RECORDS SHOWN>

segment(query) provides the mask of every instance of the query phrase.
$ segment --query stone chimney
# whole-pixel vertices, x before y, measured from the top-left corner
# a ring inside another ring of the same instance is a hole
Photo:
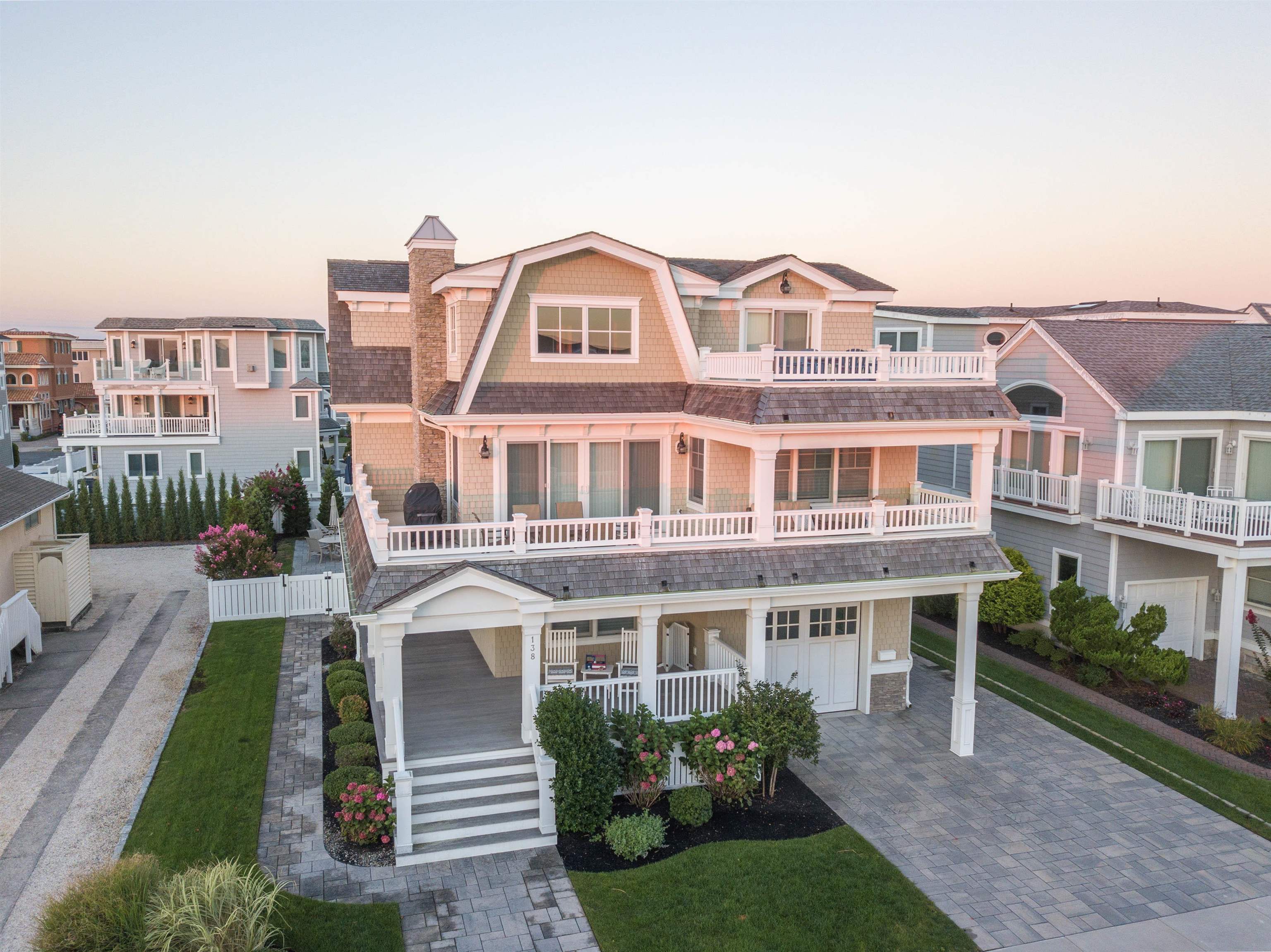
[[[430,215],[405,243],[411,271],[411,405],[417,411],[446,383],[446,305],[432,282],[455,267],[454,233]],[[446,436],[412,418],[416,479],[446,492]]]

WHAT TO PRODUCE> Write out the records above exactly as they stand, leaving out every picture.

RESULT FOR THIS TASK>
segment(query) provides the mask of every instance of the query phrase.
$ segment --query stone chimney
# whole-pixel vertices, x before y, measured from the top-left corner
# a ring inside another ring of the same instance is a hole
Photo:
[[[430,215],[405,243],[411,271],[411,405],[417,411],[446,383],[446,305],[432,282],[455,267],[454,233]],[[446,436],[412,418],[416,479],[446,492]]]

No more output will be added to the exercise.